◆ What the exercise asks
Lines before the one containing "Would you mind annotating the gray sky" are to be left out; that line and all after it, through the end of the material below, are to be written out exactly.

◆ Input material
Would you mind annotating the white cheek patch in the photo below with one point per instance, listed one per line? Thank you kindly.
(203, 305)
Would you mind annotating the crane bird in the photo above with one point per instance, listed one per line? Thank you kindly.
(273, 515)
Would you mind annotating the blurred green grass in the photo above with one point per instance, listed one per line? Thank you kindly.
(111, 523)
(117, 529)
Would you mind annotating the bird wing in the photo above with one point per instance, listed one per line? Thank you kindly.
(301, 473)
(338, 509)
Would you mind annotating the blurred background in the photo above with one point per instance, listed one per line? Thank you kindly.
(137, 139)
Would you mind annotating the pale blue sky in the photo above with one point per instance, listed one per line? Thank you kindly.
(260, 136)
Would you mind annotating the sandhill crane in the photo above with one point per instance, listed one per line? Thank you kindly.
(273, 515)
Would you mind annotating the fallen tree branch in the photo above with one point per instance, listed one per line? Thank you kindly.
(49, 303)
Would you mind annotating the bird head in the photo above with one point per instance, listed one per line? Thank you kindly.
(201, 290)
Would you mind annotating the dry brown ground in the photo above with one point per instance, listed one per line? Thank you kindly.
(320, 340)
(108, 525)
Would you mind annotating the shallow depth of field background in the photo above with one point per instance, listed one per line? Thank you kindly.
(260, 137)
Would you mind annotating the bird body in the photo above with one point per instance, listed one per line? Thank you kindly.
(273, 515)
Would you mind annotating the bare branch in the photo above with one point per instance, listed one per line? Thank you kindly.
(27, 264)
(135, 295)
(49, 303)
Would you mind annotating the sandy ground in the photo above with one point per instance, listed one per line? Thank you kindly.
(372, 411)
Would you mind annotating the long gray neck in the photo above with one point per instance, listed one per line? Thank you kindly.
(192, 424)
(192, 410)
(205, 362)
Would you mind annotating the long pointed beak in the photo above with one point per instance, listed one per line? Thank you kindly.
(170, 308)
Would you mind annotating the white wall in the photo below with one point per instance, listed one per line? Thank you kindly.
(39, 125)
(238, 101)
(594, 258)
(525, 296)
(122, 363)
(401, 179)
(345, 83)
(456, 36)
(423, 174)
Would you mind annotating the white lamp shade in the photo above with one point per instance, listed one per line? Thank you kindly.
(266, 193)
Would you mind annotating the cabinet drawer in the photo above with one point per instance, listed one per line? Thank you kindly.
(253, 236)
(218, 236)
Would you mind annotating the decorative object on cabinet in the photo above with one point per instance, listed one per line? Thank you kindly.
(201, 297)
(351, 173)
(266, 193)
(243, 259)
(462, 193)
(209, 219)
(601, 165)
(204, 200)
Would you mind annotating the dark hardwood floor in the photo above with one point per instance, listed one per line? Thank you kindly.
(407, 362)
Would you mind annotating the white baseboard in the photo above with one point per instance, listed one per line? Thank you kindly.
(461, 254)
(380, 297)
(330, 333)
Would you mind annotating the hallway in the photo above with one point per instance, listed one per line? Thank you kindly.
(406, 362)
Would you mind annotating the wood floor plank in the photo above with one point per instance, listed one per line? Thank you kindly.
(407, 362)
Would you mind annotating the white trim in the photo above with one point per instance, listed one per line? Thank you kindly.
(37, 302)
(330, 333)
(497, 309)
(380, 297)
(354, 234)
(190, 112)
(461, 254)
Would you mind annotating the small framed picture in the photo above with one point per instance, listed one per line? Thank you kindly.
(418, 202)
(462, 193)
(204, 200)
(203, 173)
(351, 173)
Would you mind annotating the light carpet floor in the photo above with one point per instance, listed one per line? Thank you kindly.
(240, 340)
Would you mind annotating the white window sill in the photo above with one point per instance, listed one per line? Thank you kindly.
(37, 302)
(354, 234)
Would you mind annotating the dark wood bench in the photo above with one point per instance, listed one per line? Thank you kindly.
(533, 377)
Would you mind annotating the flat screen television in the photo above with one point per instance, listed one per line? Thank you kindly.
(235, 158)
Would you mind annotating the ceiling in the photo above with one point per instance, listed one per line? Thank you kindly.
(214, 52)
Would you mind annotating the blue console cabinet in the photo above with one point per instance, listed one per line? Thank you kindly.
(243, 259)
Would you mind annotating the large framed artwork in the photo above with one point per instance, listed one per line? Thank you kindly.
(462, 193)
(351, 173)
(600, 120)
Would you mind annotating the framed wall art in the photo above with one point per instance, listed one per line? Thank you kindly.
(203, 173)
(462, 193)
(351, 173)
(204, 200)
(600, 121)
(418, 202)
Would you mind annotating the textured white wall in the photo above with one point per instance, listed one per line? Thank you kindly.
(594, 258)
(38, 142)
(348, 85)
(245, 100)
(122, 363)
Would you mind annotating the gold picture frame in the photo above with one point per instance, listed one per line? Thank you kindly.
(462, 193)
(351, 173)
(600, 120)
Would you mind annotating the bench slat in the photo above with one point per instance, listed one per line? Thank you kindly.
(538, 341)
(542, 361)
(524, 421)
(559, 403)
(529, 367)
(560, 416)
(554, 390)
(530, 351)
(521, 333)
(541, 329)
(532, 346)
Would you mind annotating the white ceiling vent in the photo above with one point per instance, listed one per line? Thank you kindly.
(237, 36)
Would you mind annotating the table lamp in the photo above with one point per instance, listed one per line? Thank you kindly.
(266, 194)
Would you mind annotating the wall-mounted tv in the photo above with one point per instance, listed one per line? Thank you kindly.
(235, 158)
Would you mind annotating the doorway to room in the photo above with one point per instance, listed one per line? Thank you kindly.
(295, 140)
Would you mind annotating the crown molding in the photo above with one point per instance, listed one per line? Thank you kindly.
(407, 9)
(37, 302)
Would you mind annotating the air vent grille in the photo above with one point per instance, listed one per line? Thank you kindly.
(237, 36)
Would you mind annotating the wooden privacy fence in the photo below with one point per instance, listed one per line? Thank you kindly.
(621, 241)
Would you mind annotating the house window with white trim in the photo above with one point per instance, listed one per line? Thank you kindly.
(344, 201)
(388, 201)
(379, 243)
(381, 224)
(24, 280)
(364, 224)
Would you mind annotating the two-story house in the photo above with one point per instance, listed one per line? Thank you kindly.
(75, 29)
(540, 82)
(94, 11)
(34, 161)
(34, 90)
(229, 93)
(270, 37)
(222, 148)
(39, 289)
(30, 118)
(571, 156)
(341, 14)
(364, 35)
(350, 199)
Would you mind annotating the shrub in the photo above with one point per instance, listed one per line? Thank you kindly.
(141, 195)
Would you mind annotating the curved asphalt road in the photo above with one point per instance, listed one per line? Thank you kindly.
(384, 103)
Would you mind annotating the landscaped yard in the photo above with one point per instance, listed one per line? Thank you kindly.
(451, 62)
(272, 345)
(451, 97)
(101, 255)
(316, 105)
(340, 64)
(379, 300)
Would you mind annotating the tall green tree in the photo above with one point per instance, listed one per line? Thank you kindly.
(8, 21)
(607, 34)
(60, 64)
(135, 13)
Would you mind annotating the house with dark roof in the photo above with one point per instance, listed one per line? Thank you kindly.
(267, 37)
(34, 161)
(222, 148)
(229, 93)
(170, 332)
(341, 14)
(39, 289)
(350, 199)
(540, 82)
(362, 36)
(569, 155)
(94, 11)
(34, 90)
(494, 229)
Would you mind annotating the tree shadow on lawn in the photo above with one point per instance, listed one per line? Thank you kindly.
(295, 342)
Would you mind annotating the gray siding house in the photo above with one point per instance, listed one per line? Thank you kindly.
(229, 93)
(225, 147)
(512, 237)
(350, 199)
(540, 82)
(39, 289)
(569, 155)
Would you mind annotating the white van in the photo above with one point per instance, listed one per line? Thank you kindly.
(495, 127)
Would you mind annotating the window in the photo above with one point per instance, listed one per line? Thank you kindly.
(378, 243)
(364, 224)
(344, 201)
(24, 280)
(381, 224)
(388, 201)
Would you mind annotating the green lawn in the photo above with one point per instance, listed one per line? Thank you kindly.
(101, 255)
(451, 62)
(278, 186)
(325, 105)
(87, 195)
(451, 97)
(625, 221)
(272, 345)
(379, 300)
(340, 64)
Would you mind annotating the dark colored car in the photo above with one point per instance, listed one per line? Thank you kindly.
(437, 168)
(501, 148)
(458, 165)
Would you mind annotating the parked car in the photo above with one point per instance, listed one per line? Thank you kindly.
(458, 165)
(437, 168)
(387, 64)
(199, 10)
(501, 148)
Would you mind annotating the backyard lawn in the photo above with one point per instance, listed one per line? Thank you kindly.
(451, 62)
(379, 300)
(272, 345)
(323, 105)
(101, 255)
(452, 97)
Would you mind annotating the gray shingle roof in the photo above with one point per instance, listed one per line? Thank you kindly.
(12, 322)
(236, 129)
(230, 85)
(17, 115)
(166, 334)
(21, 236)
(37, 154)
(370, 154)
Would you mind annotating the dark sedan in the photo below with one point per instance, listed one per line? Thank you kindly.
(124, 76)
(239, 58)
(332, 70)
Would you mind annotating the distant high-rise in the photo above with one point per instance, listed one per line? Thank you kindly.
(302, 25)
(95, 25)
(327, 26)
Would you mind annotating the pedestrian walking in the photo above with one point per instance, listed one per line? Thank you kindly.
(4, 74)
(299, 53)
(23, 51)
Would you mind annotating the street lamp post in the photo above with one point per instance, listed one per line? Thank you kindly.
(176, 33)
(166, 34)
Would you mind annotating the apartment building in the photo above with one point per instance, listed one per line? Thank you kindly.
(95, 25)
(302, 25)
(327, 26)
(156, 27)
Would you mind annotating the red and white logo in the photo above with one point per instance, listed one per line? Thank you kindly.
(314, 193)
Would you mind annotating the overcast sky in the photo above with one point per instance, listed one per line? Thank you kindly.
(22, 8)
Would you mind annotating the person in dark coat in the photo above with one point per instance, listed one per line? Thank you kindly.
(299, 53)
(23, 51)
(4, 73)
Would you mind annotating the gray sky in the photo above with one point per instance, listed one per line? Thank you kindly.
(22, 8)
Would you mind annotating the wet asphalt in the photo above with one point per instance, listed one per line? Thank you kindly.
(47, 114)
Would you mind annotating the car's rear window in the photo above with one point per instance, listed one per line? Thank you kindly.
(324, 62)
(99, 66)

◆ Completed task
Would you mind annotating the gray sky in the photo above with one point per instance, listed one per line? Thank you kindly.
(22, 8)
Would you mind annotating the wet asphalt in the photo above with one point per instance, listed one per line? Thank you kindly.
(47, 114)
Would you mind annotating the car's rear window in the photo above with one point per instance, listed one per line? Thank you kindly.
(324, 62)
(99, 66)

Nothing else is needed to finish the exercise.